* **Datos registrados**
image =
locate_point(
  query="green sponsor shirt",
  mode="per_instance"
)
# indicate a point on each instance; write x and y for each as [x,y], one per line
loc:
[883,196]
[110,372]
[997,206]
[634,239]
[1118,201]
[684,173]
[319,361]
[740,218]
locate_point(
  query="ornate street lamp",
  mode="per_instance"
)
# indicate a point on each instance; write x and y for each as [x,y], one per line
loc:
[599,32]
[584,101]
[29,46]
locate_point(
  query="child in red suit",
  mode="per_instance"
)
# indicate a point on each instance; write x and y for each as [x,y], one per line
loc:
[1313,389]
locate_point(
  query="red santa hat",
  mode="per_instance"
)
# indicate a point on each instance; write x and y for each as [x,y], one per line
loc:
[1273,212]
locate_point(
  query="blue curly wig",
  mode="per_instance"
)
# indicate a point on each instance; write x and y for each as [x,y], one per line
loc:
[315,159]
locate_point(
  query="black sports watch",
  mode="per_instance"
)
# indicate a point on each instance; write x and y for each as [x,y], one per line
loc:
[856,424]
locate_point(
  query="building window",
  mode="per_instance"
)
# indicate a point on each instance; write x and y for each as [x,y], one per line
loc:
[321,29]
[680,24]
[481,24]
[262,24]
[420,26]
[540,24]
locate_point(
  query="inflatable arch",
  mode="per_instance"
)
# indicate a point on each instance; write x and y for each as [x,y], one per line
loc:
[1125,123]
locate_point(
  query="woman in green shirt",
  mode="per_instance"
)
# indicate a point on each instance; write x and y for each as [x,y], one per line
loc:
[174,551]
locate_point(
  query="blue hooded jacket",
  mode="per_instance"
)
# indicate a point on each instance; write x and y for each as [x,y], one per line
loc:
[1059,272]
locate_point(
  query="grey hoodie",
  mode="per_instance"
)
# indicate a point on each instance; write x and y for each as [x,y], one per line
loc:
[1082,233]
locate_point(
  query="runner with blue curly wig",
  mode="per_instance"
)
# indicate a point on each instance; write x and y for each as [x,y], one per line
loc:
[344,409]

* **Qué debes hacer**
Transcribe, por favor, todas las líneas de los datos de arriba sin cambiar ni un solo carácter.

* **Solución del ejercicio**
image =
locate_point(
  query="green sponsor shirt",
  mode="per_instance"
)
# indicate a point on each instance; write x and y for each as [x,y], one per line
loc:
[883,196]
[110,372]
[997,206]
[634,239]
[1118,201]
[684,173]
[319,361]
[740,218]
locate_point(
  query="ornate street lamp",
  mode="per_instance"
)
# indicate a point on each instance; write x and y for each as [x,y], one per line
loc:
[599,32]
[584,101]
[29,46]
locate_point(
  query="child in red suit",
  mode="per_instance"
)
# indicate a point on each instance; write x and y for each as [x,y], one per line
loc:
[1313,389]
locate_point(
  query="red santa hat",
  mode="per_instance"
)
# indicate a point on each instance; write x and y for each as [x,y], one per line
loc:
[1273,212]
locate_point(
  query="blue curly wig",
  mode="per_instance"
)
# indicate a point on each instance; write x and y for each as [x,y], one per line
loc:
[315,159]
locate_point(
  query="black sports watch",
  mode="per_instance"
)
# indicate a point on each instance; write x and y for each as [x,y], one per line
loc:
[856,424]
locate_point(
  query="building window",
  mode="per_instance"
)
# indicate a point on each instance; write x and y for each as [x,y], one per line
loc:
[321,29]
[680,24]
[481,24]
[262,24]
[420,26]
[540,24]
locate_point(
  query="inflatable arch",
  mode="per_instance"
)
# indicate a point on each instance; write x and y for each as [x,y], one per line
loc:
[1125,123]
locate_point(
  query="woman in green shirt",
  mode="per_instance"
)
# indicate a point on each instance; write x and y for each as [x,y], one per line
loc:
[174,551]
locate_point(
  query="blue hooded jacket",
  mode="per_instance"
)
# indicate a point on each instance; write x and y for each as [x,y], one per line
loc:
[1059,272]
locate_point(
  query="grey hoodie",
  mode="per_instance"
)
# indicate a point on each instance; write x and y for each as [x,y], one per line
loc:
[1082,233]
locate_point(
  query="runner with blue curly wig",
  mode="per_instance"
)
# indicate a point on each instance; write x and y for each as [x,y], one per line
loc:
[344,409]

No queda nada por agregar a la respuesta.